Exercise instructions - Find each line in the listing below that contains the word "building" and copy it out in full.

#####

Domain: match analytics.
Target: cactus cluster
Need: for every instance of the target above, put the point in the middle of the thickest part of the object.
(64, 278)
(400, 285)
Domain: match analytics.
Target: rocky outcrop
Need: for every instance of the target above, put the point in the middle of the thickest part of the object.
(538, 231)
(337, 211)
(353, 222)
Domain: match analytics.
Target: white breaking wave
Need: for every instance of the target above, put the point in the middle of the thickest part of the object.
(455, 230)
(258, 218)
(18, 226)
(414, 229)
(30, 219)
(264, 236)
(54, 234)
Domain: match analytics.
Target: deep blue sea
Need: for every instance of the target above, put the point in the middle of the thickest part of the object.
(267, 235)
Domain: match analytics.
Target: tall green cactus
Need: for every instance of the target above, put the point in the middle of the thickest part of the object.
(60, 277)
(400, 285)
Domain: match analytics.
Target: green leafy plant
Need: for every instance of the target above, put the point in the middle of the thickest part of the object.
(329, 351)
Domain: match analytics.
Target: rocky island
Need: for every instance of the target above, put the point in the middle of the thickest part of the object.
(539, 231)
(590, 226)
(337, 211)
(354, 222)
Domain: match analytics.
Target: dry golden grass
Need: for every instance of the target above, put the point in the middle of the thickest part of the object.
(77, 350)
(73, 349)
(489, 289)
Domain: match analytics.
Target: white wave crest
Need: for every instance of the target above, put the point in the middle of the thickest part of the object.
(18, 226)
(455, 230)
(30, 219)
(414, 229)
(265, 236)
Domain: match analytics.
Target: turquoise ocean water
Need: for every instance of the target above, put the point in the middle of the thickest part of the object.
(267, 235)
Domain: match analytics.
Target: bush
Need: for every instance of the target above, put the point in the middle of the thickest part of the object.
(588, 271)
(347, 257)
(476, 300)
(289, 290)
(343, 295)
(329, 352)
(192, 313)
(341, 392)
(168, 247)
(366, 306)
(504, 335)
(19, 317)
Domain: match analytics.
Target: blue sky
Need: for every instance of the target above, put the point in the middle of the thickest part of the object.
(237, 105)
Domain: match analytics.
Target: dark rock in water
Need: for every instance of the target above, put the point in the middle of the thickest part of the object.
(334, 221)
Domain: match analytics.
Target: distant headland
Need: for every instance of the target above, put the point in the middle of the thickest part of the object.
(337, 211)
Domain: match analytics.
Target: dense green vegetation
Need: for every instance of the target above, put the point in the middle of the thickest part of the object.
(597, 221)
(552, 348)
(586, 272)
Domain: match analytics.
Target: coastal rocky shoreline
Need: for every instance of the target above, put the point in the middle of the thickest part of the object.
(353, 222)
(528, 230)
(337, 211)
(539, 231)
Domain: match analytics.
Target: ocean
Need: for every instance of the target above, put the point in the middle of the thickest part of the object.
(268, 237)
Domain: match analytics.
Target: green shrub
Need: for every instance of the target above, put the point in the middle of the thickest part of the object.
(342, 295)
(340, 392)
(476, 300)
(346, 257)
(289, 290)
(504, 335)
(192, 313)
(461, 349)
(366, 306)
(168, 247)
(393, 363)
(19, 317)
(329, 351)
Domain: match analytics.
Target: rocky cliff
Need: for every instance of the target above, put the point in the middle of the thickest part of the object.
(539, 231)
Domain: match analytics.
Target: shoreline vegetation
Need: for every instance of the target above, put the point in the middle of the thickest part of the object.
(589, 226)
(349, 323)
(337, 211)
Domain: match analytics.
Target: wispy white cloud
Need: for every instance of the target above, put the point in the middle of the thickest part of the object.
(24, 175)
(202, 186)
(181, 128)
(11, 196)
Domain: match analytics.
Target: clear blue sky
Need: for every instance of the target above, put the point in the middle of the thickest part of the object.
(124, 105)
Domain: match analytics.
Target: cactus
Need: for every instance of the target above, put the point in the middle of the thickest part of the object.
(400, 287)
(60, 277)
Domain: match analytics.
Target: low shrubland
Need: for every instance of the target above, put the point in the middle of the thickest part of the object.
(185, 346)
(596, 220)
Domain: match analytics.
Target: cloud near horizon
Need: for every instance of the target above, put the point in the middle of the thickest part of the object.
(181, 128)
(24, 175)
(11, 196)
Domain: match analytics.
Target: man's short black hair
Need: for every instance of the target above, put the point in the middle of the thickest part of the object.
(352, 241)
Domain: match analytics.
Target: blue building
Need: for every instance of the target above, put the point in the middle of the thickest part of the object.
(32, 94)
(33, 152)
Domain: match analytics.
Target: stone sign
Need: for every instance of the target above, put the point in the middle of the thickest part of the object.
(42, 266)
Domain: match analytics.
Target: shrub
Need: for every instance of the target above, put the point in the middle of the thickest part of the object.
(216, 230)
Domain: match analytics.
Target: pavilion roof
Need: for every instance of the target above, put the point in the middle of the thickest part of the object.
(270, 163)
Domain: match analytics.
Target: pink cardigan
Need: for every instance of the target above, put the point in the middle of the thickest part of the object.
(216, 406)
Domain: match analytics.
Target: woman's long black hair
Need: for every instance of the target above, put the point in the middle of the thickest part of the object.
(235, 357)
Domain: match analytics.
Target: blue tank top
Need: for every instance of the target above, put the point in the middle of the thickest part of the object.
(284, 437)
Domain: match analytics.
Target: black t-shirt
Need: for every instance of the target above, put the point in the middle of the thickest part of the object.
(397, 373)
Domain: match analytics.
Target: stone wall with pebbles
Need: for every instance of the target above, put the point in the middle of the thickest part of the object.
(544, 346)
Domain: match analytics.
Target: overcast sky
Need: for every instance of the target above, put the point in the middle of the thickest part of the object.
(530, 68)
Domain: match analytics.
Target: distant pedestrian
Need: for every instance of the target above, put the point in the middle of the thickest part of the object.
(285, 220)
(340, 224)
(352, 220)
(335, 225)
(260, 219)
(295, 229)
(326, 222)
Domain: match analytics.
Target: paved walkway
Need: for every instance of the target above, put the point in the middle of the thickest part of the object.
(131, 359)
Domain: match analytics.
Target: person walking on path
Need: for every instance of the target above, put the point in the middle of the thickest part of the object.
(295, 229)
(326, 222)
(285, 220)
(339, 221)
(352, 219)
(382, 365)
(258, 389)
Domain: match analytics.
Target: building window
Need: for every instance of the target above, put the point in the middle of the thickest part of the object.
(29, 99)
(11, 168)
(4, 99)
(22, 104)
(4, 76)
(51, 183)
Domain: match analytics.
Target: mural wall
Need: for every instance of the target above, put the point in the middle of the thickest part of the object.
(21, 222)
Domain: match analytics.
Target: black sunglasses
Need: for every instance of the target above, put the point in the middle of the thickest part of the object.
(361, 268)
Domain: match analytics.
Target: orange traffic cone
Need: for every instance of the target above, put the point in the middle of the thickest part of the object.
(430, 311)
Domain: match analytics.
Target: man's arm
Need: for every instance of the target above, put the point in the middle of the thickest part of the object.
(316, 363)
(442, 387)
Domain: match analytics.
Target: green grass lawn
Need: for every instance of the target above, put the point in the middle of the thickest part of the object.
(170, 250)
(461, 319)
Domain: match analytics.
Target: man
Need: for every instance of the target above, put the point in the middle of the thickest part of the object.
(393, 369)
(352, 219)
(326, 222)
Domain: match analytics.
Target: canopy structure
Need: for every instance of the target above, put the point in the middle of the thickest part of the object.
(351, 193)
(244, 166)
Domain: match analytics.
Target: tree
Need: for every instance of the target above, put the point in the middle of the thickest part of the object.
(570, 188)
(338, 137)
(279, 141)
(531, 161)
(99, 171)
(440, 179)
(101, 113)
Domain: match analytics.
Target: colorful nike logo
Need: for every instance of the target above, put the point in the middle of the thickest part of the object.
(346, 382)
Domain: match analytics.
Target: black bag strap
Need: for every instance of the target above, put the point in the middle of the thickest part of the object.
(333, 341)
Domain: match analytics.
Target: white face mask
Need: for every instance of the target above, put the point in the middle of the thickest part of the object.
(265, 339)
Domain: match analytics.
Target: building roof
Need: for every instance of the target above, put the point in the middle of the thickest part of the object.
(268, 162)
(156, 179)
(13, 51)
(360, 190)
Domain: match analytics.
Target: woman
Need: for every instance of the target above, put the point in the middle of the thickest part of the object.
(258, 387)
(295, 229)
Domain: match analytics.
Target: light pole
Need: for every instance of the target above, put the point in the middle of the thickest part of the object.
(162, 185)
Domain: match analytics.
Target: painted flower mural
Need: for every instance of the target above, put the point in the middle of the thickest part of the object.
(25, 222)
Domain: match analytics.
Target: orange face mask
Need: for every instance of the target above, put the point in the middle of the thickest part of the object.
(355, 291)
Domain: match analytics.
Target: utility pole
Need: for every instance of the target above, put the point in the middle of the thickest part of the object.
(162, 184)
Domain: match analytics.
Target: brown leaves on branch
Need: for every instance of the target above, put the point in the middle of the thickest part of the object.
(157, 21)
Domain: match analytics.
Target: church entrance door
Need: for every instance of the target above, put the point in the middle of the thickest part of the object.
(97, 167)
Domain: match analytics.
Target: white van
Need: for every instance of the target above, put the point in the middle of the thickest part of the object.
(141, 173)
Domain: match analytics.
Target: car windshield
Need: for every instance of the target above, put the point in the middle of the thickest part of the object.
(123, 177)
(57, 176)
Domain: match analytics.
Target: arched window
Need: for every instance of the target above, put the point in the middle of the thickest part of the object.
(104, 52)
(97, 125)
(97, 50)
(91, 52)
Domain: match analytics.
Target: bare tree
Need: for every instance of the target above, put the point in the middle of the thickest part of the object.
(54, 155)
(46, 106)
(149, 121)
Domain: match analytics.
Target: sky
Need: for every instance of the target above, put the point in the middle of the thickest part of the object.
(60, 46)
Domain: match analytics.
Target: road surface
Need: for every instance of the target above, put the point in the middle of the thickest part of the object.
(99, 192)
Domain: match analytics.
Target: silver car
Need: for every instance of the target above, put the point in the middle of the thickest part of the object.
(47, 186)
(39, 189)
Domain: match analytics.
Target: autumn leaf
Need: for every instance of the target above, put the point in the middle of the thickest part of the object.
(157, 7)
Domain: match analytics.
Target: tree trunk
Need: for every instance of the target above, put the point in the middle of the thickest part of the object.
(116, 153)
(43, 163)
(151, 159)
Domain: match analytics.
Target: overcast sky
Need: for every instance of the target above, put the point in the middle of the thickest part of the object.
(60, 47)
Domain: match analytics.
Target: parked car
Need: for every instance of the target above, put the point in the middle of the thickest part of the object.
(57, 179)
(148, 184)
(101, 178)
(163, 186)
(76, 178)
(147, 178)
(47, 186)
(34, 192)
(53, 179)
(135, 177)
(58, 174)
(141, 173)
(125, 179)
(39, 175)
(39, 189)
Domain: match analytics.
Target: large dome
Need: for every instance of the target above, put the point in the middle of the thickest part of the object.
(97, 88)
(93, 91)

#####

Solution to this exercise -
Target: blue building
Target: building window
Target: building roof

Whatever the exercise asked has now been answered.